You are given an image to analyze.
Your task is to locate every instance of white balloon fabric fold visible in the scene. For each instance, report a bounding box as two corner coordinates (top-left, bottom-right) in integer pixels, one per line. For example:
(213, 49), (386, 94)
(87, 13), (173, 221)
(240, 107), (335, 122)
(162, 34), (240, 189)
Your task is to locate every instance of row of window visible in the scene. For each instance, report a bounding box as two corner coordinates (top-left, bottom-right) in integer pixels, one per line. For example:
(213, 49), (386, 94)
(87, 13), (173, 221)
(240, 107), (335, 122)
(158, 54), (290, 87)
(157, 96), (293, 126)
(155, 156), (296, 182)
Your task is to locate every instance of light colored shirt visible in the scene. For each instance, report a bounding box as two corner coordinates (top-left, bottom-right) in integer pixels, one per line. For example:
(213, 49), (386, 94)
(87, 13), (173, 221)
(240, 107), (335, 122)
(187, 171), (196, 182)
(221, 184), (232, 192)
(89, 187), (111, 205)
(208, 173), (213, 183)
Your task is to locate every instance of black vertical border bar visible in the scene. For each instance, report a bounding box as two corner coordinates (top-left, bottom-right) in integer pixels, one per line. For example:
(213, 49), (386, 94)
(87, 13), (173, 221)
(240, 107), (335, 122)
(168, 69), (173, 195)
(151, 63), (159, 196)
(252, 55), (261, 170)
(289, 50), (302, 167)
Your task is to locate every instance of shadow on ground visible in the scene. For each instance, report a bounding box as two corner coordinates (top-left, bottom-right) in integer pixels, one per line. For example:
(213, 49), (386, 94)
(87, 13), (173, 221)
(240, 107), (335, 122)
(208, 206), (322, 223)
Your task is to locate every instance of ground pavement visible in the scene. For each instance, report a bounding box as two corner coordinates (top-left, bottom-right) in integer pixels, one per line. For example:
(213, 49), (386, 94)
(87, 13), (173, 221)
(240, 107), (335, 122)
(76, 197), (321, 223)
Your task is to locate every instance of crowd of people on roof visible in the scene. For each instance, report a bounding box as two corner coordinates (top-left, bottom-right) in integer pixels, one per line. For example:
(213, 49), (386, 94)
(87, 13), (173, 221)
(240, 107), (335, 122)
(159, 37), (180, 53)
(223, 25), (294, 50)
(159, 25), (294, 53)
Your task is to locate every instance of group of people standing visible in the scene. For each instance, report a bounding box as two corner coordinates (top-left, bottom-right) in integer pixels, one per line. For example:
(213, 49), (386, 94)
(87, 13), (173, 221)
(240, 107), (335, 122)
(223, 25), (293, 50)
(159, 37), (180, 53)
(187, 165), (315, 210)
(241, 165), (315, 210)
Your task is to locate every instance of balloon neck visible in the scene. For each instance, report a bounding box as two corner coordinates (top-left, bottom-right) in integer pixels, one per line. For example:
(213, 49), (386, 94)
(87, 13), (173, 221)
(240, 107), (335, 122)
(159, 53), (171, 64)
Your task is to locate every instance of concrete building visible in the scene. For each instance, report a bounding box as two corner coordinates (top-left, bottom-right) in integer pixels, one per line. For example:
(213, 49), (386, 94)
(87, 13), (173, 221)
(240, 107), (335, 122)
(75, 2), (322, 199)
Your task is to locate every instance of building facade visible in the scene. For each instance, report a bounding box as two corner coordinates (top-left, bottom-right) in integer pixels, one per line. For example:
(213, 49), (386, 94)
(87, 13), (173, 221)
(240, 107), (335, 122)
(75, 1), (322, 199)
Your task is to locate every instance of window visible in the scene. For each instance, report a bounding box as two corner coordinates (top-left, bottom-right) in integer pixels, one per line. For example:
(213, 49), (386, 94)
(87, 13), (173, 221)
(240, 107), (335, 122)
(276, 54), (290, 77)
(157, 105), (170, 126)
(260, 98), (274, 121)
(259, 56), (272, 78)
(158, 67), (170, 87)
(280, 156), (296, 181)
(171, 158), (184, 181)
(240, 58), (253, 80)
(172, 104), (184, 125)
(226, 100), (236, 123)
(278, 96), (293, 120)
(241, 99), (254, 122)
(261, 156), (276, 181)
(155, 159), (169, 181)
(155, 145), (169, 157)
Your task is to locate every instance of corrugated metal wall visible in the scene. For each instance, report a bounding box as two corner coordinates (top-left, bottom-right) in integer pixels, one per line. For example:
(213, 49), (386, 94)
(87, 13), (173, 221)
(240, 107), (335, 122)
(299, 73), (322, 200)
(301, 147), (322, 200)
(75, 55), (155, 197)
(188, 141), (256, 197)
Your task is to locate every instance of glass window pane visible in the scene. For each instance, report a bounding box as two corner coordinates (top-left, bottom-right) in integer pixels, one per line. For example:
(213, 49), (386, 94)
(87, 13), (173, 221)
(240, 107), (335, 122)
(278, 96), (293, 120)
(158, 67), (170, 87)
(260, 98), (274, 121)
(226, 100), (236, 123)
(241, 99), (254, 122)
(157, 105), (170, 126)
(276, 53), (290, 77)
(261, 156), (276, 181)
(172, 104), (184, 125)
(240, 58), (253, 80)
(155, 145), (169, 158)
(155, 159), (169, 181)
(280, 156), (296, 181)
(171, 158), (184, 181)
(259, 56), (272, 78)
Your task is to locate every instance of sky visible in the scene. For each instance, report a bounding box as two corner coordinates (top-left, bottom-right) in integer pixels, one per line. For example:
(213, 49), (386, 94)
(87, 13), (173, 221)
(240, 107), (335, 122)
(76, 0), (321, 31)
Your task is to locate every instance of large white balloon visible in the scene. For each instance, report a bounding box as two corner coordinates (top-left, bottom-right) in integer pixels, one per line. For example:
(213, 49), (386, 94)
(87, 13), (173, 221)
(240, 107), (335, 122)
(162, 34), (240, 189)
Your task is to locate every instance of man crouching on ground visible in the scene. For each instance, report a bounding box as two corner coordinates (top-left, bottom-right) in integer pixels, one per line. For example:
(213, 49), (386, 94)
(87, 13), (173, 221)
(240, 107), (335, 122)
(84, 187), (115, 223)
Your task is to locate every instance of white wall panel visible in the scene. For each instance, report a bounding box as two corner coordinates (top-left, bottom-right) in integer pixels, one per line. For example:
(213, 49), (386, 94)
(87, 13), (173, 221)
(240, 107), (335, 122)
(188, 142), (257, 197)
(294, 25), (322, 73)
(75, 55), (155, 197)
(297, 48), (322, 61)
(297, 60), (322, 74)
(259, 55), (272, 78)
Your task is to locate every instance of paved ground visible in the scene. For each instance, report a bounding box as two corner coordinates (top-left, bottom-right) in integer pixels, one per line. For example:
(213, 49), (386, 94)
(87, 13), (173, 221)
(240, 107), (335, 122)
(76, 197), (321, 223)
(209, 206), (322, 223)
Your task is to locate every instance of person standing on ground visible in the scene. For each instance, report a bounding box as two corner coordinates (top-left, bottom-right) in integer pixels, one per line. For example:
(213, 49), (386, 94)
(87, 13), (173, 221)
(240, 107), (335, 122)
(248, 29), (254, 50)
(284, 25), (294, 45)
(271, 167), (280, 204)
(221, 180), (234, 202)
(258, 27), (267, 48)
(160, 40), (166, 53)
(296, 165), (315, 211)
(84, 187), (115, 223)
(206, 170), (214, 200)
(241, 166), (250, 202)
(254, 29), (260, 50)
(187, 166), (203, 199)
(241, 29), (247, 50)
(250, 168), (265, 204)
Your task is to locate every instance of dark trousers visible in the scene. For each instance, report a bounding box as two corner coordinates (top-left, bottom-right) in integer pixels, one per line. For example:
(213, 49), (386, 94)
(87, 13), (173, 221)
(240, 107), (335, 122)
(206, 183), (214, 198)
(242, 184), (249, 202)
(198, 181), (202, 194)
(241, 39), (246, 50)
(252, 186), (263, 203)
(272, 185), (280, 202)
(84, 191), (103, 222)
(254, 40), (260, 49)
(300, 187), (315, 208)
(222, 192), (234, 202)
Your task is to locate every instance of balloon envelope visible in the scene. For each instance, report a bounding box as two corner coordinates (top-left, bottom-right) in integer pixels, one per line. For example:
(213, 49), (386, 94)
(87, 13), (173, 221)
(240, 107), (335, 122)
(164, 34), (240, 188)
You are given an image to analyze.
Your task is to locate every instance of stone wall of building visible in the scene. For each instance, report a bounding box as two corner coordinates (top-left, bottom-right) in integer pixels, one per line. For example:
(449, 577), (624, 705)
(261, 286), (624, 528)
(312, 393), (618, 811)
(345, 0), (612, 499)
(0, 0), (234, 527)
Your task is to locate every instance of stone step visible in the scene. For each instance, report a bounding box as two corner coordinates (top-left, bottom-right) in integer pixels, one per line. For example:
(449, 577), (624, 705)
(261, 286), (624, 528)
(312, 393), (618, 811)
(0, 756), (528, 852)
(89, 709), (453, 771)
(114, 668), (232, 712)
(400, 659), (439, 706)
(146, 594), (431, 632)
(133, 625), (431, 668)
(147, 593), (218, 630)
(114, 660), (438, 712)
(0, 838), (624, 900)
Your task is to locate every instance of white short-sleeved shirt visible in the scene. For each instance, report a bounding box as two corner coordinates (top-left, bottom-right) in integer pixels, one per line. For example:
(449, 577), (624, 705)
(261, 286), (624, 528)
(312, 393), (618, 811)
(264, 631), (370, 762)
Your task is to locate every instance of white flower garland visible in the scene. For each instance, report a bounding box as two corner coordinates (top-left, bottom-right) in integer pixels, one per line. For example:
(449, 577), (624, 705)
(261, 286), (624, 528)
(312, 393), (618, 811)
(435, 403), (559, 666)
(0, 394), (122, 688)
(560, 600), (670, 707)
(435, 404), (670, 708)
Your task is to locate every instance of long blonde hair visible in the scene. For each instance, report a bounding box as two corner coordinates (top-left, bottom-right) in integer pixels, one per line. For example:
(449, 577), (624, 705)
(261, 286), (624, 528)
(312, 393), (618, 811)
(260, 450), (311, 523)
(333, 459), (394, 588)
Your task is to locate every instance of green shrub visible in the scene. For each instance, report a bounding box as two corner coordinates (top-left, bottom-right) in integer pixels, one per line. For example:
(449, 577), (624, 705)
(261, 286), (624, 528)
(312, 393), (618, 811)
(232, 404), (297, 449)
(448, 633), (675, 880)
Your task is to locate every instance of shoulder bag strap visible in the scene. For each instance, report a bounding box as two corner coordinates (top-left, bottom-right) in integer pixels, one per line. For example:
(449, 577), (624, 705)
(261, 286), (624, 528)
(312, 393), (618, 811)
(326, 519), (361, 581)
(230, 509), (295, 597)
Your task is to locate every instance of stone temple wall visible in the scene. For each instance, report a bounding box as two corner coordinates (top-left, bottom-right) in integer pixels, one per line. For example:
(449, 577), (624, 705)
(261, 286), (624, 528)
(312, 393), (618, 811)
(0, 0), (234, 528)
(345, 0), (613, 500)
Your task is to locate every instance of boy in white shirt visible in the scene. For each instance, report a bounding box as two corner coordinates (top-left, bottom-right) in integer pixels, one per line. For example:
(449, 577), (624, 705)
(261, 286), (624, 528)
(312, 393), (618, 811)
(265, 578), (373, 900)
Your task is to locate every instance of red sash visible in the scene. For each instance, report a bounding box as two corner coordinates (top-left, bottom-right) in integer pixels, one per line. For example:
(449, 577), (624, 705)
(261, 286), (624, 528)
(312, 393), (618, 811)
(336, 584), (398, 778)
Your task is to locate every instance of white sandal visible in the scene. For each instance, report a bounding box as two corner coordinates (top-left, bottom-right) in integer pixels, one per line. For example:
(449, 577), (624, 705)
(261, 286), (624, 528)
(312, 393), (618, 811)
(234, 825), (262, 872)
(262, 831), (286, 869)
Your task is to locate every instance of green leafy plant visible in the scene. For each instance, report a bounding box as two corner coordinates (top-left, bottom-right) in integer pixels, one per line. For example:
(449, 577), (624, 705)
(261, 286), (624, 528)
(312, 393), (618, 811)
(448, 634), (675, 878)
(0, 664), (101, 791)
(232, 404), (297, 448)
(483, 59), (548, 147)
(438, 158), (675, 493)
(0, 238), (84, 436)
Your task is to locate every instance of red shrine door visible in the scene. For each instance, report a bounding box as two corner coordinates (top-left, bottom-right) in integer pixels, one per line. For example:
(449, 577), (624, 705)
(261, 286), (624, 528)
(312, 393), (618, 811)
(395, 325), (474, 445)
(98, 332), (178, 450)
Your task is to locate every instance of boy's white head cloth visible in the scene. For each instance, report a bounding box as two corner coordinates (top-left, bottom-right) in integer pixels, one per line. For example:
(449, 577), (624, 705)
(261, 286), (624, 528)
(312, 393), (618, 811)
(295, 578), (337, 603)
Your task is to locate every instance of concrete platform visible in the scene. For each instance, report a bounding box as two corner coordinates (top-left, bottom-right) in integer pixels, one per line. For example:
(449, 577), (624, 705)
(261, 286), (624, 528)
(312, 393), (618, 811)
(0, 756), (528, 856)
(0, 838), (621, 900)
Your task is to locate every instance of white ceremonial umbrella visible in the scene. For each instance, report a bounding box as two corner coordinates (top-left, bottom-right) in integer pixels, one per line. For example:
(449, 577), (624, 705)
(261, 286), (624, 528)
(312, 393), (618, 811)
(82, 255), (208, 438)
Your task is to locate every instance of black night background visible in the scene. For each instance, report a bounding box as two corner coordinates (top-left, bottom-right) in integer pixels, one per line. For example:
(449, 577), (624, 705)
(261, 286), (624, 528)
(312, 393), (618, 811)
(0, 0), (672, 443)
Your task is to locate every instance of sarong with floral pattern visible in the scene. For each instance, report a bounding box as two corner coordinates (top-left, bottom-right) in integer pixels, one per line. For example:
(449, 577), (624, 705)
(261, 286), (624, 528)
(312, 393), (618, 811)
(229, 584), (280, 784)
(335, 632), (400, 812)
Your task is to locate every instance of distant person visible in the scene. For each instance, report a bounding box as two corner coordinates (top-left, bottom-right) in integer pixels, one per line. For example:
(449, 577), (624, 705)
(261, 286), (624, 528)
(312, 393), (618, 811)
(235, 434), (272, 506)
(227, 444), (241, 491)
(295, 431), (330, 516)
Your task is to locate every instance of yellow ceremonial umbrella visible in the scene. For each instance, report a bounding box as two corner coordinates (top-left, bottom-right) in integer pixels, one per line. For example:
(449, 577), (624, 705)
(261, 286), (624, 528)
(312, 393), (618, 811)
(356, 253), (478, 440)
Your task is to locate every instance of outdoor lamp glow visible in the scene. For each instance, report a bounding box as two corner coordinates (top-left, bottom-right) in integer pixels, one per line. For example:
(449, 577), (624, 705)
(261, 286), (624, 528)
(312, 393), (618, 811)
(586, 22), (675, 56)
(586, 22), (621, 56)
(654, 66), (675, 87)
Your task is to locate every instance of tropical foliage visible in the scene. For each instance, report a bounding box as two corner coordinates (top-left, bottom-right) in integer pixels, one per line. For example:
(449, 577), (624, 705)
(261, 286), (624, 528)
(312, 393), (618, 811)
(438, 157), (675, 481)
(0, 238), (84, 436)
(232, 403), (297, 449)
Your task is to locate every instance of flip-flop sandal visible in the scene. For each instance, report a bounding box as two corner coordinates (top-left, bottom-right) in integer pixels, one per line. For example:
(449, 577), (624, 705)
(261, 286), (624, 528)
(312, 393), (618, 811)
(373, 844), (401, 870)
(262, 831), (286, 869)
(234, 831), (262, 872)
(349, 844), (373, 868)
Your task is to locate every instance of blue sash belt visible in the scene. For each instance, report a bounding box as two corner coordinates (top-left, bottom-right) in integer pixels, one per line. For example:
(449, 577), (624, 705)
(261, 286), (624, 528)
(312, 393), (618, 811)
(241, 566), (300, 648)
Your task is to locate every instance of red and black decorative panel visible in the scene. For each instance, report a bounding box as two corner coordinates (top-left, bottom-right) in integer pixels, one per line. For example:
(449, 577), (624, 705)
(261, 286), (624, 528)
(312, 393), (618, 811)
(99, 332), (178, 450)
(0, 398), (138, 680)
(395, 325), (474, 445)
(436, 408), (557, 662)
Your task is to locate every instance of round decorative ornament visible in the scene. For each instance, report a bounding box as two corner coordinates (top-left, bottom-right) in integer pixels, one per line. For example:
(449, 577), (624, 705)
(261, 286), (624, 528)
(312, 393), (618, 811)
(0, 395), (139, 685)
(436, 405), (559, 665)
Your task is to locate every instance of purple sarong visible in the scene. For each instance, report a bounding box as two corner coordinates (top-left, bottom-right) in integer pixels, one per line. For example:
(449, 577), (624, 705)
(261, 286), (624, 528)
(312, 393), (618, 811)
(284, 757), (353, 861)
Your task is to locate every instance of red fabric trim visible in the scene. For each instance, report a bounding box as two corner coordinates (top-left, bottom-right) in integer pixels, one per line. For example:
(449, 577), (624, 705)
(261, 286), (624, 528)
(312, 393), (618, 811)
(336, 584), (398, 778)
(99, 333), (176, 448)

········

**Stated exercise**
Write the lines from the one containing "Your task is to locate every instance of concrete building" through the one containing "(75, 2), (322, 199)", both included, as a JSON list of strings with one string per line and no blank lines.

**Final result**
[
  "Your task is to locate every instance of concrete building visible in the scene. For each instance, report a bounding box as two corner coordinates (top-left, bottom-right) in integer pixels, one per line. For example:",
  "(213, 49), (386, 94)",
  "(87, 13), (173, 221)",
  "(240, 107), (335, 122)",
  "(75, 2), (322, 199)"
]